══ SOURCE TEXT ══

There is a much cleaner, albeit more expensive, way to get hydrogen: by splitting the molecules of water. It’s fairly simple to do through electrolysis, or running an electrical current through water.
The electrolysis process is being developed and marketed on a large scale by a Canadian company called Stuart Energy, among others. In California, Stuart Energy has teamed up with the California Fuel Cell Partnership to build a hydrogen filling station in Richmond that uses electricity from the city grid to split water and create hydrogen. And the company already markets an appliance, about the size of a washing machine, that you can plug into your wall outlet to generate hydrogen while you sleep.
Of course, mass production of hydrogen via electrolysis isn’t going to be pollution-free, either, as long as fossil fuels, especially coal and natural gas, remain the main fuels of electrical generation.
A true hydrogen economy means using renewable energy sources, such as wind and solar power, to produce the electricity that makes our hydrogen. In the Palm Desert area of Southern California, SunLine Transit Agency already is demonstrating a fleet of hydrogen-fuel-cell-powered buses. The fleet fills up at a station that uses solar power to generate hydrogen right on the site. This combination of renewable energy and electrolysis raises the fascinating possibility of a clean, decentralized energy system, largely protected from the shocks and manipulation of the oil and natural-gas markets.
It’s not difficult to imagine, in a town like Chico, a day when new housing subdivisions are built with solar panels on the roofs and hydrogen-generating appliances in the garages.
Freeman envisions massive wind and solar farms throughout the Midwest and Southwest.
“That’s where the Bush plan completely fails,” says Freeman. “The president has been very helpful in uttering the word hydrogen. But he’s also sent us on a wild goose chase.”

═══
══ INFORMATION GIVEN ══

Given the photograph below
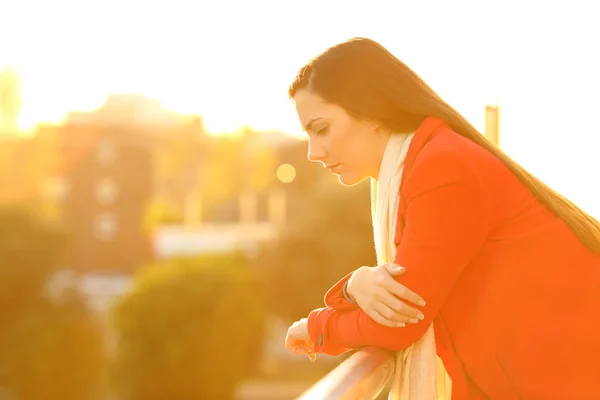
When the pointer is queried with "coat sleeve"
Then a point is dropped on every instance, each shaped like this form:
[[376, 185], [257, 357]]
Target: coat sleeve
[[445, 226]]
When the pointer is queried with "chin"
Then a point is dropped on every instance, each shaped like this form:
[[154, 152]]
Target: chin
[[351, 180]]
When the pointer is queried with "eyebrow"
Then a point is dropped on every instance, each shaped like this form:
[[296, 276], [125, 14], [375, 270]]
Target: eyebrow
[[310, 123]]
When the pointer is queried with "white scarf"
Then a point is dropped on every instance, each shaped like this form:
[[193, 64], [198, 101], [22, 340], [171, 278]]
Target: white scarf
[[420, 374]]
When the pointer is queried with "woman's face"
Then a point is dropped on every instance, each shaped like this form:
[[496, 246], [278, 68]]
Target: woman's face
[[349, 147]]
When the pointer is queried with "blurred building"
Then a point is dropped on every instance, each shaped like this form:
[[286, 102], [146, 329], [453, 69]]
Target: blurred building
[[104, 183]]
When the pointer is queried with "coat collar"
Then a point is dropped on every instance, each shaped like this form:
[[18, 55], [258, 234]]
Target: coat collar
[[423, 135]]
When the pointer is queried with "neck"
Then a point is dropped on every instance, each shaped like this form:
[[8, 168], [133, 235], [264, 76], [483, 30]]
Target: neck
[[391, 140]]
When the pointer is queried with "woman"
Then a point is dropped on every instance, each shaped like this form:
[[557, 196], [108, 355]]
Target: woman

═══

*BRIEF 1*.
In the hydrogen text, do these statements agree with it? Answer yes or no for each and quote the deciding words. (a) Stuart Energy is a Canadian company. (b) The Richmond filling station uses solar power to split water. (c) SunLine Transit Agency is demonstrating hydrogen-fuel-cell-powered buses in the Palm Desert area.
*BRIEF 2*.
Write out the stretch of the hydrogen text from "There is a much" through "current through water." again, swapping "electrical current" for "electric current".
Answer using only the text above.

*RESPONSE 1*.
(a) Yes: "a Canadian company called Stuart Energy"
(b) No: "uses electricity from the city grid to split water and create hydrogen"
(c) Yes: "In the Palm Desert area of Southern California, SunLine Transit Agency already is demonstrating a fleet of hydrogen-fuel-cell-powered buses"

*RESPONSE 2*.
There is a much cleaner, albeit more expensive, way to get hydrogen: by splitting the molecules of water. It’s fairly simple to do through electrolysis, or running an electric current through water.